§ INFORMATION GIVEN:

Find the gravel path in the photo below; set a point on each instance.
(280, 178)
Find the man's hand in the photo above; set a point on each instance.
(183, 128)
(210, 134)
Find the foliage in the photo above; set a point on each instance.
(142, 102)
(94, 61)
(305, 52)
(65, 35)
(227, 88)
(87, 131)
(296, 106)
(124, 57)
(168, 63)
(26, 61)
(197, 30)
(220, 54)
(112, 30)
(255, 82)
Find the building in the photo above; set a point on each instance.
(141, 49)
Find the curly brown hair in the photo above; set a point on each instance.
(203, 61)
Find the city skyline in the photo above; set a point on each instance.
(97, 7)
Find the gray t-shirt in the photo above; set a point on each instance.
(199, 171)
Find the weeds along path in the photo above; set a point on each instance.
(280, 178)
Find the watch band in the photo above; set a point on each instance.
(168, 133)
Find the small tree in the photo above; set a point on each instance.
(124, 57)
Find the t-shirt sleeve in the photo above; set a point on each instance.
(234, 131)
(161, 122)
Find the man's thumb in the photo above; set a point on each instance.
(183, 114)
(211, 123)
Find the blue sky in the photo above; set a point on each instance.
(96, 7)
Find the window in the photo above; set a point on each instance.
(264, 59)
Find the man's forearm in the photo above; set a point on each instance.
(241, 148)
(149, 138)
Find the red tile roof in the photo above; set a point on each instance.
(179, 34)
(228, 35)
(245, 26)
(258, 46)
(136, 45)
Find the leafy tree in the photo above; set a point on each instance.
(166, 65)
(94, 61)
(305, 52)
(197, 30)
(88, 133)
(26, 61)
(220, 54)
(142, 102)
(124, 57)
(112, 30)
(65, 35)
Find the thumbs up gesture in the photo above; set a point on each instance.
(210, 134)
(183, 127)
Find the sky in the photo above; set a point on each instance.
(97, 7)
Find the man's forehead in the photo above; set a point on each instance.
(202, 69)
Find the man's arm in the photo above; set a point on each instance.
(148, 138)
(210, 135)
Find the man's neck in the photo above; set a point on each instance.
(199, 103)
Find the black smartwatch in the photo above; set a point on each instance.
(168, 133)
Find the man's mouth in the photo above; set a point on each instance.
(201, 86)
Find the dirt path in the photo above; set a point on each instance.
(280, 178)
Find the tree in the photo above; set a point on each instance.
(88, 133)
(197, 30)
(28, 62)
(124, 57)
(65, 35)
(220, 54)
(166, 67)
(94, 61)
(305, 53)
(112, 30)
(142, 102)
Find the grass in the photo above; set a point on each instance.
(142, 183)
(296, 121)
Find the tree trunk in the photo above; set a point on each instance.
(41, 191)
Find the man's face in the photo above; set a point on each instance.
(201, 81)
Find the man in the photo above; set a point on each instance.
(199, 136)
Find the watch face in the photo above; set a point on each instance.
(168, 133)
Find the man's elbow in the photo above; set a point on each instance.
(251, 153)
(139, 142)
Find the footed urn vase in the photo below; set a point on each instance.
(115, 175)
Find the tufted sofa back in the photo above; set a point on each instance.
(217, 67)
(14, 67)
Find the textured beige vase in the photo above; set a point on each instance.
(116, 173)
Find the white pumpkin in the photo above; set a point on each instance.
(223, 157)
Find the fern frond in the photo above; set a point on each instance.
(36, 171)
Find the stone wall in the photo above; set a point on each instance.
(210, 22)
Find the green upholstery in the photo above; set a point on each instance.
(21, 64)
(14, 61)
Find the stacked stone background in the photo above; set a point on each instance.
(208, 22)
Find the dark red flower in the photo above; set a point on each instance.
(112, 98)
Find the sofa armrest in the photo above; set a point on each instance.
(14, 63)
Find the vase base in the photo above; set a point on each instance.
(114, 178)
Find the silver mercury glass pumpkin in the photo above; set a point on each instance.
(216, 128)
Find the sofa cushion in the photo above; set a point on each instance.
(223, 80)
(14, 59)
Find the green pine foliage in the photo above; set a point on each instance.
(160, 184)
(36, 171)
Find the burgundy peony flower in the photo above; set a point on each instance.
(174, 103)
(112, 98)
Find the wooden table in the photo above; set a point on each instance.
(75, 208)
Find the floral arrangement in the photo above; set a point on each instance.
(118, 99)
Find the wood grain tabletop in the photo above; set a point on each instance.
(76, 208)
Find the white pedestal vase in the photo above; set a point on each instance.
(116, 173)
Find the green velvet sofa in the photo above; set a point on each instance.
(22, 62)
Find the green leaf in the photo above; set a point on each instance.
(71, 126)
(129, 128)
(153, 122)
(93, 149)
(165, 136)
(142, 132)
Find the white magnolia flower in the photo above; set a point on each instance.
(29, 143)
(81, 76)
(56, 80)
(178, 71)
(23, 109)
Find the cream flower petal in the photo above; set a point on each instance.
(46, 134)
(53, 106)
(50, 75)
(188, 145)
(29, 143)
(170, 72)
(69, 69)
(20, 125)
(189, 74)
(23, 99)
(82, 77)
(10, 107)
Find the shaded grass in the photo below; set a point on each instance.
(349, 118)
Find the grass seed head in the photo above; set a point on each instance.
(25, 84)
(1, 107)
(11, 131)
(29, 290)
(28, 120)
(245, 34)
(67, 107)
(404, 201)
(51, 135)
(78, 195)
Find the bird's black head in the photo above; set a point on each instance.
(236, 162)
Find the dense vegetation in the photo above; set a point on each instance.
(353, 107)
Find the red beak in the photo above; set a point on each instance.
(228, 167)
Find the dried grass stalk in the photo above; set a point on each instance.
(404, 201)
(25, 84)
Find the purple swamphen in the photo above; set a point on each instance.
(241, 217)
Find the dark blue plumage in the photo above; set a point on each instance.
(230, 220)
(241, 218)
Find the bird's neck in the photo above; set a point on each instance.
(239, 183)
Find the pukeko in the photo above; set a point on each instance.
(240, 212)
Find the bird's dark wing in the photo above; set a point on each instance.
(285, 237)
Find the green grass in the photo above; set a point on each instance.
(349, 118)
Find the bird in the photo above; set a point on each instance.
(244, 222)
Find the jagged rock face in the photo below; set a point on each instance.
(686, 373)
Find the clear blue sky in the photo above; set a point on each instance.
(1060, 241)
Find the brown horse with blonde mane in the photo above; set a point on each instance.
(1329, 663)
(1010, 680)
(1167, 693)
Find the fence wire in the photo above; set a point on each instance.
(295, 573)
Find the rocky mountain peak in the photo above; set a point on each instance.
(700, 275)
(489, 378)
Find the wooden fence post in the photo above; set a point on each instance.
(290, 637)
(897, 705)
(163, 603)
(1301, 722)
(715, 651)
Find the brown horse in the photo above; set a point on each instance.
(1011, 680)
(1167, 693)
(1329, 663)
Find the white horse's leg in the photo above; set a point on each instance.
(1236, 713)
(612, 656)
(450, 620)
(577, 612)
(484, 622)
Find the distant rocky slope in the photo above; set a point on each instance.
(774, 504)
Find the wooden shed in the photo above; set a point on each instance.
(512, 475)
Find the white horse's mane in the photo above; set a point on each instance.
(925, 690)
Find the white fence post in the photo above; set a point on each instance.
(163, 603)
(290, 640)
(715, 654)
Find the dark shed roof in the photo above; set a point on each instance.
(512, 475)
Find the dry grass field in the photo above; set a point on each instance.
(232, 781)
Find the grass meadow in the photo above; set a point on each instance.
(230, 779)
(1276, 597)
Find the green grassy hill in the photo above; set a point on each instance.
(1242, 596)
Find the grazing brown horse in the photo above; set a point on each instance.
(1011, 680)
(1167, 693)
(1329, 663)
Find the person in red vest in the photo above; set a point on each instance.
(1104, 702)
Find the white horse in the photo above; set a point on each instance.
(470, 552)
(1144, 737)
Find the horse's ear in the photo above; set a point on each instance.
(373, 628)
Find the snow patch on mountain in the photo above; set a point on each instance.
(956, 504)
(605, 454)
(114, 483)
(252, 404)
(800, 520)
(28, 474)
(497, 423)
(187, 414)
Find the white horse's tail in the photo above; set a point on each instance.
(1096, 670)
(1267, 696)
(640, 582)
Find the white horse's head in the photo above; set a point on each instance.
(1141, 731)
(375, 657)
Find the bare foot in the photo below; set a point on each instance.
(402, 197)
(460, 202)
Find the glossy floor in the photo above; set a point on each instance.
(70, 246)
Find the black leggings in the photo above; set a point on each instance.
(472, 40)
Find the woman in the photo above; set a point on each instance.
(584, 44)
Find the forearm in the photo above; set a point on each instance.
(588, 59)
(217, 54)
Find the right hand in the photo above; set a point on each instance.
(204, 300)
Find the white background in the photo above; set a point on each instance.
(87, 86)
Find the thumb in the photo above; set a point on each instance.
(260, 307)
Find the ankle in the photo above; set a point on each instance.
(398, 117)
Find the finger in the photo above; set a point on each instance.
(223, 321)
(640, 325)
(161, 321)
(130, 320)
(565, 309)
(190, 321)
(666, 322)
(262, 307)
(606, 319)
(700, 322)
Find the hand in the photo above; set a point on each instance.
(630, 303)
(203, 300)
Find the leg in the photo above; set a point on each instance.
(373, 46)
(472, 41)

§ REQUEST: Return the lines from the line containing "Find the white horse's head" to the end of the entries above, exactly as they appear and with no other output.

§ TASK OUTPUT:
Find the white horse's head in the photo above; set a point on each instance.
(1141, 731)
(375, 657)
Find the bare foot in the photo below; set a point on each instance.
(402, 197)
(460, 202)
Find the glossy floor in the photo above; set a point on each instance.
(70, 246)
Find the black leggings in the photo above; set a point on each instance.
(472, 40)
Find the woman in the photo above; set a point on each instance.
(584, 44)
Find the forearm in the photo above; set a point on each instance.
(588, 59)
(217, 54)
Find the right hand in the photo above; set a point on each instance.
(204, 300)
Find the white background in the photo above; set a point on each instance.
(87, 86)
Find the thumb in the photo above; set a point on each instance.
(260, 307)
Find the ankle in the photo above; set a point on each instance.
(398, 117)
Find the finger in the photo above; set a point on each instance.
(223, 321)
(640, 325)
(161, 321)
(130, 320)
(565, 309)
(190, 321)
(666, 322)
(262, 307)
(606, 319)
(700, 322)
Find the hand in the photo above; set a point on each instance.
(630, 303)
(203, 300)
Find the leg in the photo above; set a point on each instance.
(373, 46)
(472, 41)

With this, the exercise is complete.